(Dataset excerpts)
+ + + +

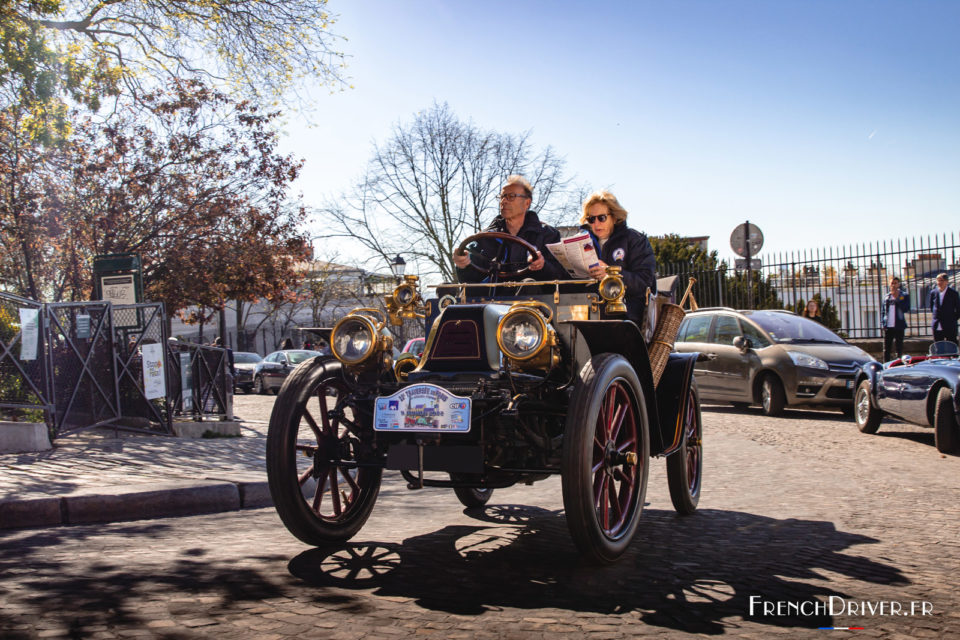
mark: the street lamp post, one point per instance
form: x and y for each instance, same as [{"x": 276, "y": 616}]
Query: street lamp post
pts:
[{"x": 397, "y": 267}]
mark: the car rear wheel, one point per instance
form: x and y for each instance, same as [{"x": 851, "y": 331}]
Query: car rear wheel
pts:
[
  {"x": 605, "y": 461},
  {"x": 772, "y": 396},
  {"x": 867, "y": 416},
  {"x": 946, "y": 433},
  {"x": 685, "y": 467},
  {"x": 314, "y": 448}
]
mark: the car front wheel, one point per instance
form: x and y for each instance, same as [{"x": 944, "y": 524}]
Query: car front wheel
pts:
[
  {"x": 868, "y": 417},
  {"x": 946, "y": 434},
  {"x": 322, "y": 484},
  {"x": 605, "y": 461}
]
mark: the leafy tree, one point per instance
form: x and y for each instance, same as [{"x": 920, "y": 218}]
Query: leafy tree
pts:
[
  {"x": 197, "y": 190},
  {"x": 435, "y": 182},
  {"x": 677, "y": 254},
  {"x": 85, "y": 50}
]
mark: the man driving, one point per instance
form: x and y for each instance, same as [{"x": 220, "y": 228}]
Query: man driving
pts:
[{"x": 517, "y": 220}]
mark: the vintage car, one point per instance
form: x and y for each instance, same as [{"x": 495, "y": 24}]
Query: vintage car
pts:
[
  {"x": 924, "y": 390},
  {"x": 519, "y": 381}
]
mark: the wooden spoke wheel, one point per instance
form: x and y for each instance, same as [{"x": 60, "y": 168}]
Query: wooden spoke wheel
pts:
[
  {"x": 320, "y": 486},
  {"x": 605, "y": 462}
]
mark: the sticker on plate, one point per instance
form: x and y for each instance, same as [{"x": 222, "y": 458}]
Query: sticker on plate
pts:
[{"x": 422, "y": 407}]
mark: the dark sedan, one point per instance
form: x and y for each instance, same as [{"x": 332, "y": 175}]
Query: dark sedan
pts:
[
  {"x": 923, "y": 390},
  {"x": 269, "y": 374},
  {"x": 772, "y": 358},
  {"x": 244, "y": 363}
]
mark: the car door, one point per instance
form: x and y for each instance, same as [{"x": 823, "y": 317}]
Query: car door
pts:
[
  {"x": 729, "y": 367},
  {"x": 694, "y": 336}
]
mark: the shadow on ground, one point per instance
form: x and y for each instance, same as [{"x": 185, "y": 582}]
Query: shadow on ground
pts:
[{"x": 681, "y": 573}]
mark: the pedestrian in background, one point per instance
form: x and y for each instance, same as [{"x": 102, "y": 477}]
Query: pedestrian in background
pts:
[
  {"x": 812, "y": 311},
  {"x": 945, "y": 307},
  {"x": 893, "y": 318}
]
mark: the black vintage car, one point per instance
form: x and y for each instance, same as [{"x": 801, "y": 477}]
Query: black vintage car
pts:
[{"x": 518, "y": 381}]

+ + + +

- [Task item] Would you copy, unchanged, the stretch of the records above that begins at the line containing "mark: the sticker" and ends at the line containing "mark: the car door, one point per instance", and only that?

- [Reply]
mark: the sticker on plate, one point per instance
form: x and y for each instance, same as [{"x": 222, "y": 458}]
Query: sticker on plate
pts:
[{"x": 422, "y": 407}]
mark: the dark sedan, one point per instance
form: x and y for each instance, same as [{"x": 332, "y": 175}]
Query: dark sedan
pts:
[
  {"x": 923, "y": 390},
  {"x": 269, "y": 374},
  {"x": 772, "y": 358},
  {"x": 244, "y": 363}
]
mark: the car door, one point per instance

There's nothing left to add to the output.